Required work:
Read through the records below and copy each line that uses the word "fence".
=======
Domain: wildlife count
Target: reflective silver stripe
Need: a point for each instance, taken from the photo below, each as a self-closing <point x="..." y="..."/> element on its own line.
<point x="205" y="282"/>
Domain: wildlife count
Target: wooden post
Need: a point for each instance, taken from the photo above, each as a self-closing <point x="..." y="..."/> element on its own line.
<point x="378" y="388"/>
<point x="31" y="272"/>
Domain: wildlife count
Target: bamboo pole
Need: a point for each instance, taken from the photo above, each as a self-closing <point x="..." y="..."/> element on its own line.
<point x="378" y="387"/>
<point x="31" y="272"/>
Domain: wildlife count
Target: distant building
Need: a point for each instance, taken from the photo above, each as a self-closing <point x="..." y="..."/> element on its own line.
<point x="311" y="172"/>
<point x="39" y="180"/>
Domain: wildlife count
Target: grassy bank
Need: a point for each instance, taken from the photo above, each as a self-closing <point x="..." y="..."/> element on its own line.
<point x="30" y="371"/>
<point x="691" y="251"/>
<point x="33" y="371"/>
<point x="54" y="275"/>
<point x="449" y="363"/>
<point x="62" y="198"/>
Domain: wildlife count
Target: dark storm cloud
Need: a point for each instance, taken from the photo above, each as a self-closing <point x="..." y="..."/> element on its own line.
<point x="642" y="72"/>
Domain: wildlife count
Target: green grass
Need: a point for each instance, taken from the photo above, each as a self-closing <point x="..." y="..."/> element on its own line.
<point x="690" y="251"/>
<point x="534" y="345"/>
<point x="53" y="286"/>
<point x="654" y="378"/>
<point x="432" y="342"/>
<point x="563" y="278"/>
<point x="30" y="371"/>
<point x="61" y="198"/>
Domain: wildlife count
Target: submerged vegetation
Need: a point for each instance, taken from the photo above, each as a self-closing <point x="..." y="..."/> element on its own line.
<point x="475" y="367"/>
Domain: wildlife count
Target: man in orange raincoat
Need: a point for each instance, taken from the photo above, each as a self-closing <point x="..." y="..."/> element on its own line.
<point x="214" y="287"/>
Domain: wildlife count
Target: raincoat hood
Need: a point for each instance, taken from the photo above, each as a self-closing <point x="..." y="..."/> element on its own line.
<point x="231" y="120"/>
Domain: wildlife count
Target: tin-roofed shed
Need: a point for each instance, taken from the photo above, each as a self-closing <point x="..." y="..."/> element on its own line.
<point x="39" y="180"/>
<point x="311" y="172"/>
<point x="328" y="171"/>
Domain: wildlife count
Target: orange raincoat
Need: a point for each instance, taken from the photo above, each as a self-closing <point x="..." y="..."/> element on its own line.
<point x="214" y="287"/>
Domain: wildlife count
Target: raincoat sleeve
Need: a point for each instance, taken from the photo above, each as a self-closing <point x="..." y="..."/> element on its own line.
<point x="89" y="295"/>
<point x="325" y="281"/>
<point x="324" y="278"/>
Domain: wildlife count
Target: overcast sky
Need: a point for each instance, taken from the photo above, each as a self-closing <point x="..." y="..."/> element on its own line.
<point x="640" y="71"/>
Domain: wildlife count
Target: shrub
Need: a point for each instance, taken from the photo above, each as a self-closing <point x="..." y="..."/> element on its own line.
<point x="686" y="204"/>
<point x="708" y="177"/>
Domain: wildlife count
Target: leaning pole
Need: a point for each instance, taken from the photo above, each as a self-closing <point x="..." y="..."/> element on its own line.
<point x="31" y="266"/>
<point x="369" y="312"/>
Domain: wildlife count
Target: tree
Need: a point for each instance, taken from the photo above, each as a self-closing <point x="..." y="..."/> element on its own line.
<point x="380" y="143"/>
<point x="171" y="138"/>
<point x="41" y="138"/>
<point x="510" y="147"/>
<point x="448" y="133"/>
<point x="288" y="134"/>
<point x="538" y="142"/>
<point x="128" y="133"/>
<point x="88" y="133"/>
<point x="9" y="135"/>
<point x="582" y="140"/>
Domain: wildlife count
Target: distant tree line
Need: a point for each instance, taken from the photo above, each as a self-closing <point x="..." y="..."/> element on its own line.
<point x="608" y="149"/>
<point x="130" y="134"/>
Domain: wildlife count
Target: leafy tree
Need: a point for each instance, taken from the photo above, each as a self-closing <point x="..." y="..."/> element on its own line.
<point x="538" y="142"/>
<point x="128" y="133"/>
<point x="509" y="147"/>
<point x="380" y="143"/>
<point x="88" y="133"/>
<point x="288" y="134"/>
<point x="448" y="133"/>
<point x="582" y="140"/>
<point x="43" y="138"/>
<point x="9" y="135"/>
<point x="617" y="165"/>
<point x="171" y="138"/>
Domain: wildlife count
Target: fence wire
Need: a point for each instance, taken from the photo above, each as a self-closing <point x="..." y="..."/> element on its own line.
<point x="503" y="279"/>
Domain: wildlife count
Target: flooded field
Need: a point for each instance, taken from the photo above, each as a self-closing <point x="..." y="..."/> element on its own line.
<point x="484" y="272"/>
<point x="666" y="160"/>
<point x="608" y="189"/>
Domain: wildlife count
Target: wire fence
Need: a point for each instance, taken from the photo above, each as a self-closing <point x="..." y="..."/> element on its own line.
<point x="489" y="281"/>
=======
Answer section:
Target: fence wire
Target: wire fence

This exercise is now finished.